* BEGIN Provided material *

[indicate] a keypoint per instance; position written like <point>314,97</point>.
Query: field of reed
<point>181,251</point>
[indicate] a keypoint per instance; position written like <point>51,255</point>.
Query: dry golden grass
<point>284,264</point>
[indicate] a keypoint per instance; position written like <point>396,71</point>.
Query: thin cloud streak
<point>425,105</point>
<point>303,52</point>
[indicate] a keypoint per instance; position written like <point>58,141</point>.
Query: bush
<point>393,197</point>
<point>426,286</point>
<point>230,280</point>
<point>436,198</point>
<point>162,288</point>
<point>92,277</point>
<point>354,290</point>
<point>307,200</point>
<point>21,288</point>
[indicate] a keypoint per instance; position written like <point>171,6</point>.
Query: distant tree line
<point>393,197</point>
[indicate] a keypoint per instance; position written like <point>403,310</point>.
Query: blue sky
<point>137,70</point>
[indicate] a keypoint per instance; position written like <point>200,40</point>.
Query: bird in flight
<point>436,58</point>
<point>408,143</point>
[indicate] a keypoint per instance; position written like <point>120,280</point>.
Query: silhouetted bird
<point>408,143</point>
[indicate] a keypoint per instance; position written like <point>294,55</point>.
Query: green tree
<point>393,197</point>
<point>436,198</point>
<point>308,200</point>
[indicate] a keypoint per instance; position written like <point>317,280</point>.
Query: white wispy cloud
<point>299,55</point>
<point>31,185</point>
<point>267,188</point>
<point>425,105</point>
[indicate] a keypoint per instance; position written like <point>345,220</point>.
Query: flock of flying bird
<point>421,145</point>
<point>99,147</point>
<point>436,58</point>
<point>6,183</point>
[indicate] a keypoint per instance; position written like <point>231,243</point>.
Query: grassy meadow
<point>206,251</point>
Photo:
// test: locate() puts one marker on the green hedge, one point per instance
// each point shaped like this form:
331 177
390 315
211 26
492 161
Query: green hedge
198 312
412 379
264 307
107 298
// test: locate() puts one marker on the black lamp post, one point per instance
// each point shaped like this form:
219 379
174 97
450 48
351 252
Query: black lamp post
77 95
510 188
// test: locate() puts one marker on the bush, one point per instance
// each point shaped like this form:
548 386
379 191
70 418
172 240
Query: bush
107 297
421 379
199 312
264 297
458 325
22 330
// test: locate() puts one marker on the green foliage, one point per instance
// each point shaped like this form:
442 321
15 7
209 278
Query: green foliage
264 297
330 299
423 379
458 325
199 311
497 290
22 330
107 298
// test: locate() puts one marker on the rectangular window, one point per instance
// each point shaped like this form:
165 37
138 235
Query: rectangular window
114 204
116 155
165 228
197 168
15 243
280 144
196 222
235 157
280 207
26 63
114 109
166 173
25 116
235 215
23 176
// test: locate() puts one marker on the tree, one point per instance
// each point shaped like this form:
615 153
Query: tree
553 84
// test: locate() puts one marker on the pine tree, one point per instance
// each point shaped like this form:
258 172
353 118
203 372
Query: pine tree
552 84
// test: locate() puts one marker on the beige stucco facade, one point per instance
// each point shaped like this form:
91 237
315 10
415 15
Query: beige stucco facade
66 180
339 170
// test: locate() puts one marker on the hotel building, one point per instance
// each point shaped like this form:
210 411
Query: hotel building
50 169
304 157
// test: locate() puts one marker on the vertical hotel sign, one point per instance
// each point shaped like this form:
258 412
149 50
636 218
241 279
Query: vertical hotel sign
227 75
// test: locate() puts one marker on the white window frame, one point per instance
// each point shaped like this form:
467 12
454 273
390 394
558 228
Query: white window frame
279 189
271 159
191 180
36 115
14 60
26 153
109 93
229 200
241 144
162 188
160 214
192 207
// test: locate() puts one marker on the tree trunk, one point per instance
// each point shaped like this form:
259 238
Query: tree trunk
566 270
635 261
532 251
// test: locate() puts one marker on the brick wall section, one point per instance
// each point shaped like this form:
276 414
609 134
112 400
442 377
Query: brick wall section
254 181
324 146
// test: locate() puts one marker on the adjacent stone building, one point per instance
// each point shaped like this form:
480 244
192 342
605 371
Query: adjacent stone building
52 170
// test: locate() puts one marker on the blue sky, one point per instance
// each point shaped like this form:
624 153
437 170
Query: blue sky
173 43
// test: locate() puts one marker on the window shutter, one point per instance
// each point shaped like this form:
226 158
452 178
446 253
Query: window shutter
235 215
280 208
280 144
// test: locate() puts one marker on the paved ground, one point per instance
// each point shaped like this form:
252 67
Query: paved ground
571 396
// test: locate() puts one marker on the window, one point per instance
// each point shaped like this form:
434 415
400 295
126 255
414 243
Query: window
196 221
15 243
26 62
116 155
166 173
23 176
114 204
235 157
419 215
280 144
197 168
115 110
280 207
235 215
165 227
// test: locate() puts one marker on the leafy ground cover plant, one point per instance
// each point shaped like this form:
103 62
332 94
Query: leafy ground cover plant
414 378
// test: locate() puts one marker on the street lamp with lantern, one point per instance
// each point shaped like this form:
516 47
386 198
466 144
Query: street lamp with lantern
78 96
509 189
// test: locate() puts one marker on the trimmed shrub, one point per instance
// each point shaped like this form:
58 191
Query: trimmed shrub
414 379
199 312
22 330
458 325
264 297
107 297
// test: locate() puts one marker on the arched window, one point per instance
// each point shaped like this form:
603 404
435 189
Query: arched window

* END Provided material *

Direction: Extract the rows from the line containing "arched window, one point per instance" up to and including the last line of the rows, and repeat them unchanged.

Result of this exercise:
// test: locate() puts one marker on the arched window, one point per instance
// each point shaped like this form:
603 404
435 189
Query: arched window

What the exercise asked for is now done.